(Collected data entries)
··········
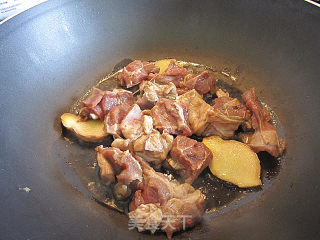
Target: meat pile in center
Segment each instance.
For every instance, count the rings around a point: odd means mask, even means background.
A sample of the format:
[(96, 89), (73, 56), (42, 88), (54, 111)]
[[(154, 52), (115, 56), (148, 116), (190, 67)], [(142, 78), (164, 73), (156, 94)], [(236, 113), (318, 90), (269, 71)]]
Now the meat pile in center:
[[(171, 238), (204, 212), (204, 195), (191, 184), (213, 156), (191, 135), (230, 139), (242, 126), (242, 141), (272, 156), (282, 154), (285, 141), (254, 89), (242, 95), (242, 103), (217, 89), (208, 71), (193, 74), (175, 61), (159, 70), (153, 63), (131, 62), (117, 78), (126, 88), (139, 84), (137, 101), (127, 90), (94, 88), (79, 114), (84, 121), (103, 120), (114, 138), (112, 147), (96, 148), (96, 159), (103, 184), (113, 184), (118, 199), (132, 199), (130, 221), (139, 231), (161, 229)], [(203, 94), (216, 94), (212, 106)], [(181, 183), (156, 171), (161, 168), (173, 170)]]

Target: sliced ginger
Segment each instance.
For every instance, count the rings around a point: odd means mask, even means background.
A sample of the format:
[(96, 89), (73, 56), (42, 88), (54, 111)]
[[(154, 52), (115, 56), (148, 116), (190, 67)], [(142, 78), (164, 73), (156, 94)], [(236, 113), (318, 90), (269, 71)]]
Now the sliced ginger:
[(81, 121), (81, 118), (71, 113), (61, 115), (63, 126), (73, 131), (76, 136), (87, 142), (98, 142), (108, 136), (101, 120)]
[(171, 61), (175, 61), (175, 63), (177, 64), (175, 59), (162, 59), (162, 60), (156, 61), (154, 64), (160, 68), (159, 73), (161, 74), (168, 69), (168, 66)]
[(209, 168), (216, 177), (241, 188), (261, 185), (260, 161), (255, 152), (242, 142), (213, 136), (203, 139), (212, 151)]

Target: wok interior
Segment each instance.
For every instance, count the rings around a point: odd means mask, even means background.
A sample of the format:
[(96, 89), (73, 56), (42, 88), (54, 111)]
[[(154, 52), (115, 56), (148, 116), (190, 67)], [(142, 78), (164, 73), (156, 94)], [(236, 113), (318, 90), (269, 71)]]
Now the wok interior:
[[(76, 151), (65, 151), (57, 116), (122, 59), (174, 57), (239, 72), (238, 88), (257, 88), (277, 113), (288, 143), (282, 169), (267, 191), (219, 216), (206, 214), (201, 225), (177, 238), (314, 238), (319, 20), (317, 10), (303, 1), (53, 0), (4, 23), (3, 236), (150, 238), (128, 231), (122, 214), (91, 201), (73, 164), (61, 165), (70, 159), (90, 165), (94, 153), (77, 144), (71, 145), (79, 146)], [(18, 186), (32, 190), (24, 194)]]

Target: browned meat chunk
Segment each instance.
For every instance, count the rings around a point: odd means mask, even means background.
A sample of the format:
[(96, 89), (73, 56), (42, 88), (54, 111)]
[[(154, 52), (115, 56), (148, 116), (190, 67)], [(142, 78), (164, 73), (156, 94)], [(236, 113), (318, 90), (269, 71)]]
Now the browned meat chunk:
··········
Work out how many lines of the data above hold the word "browned", and write only the count.

2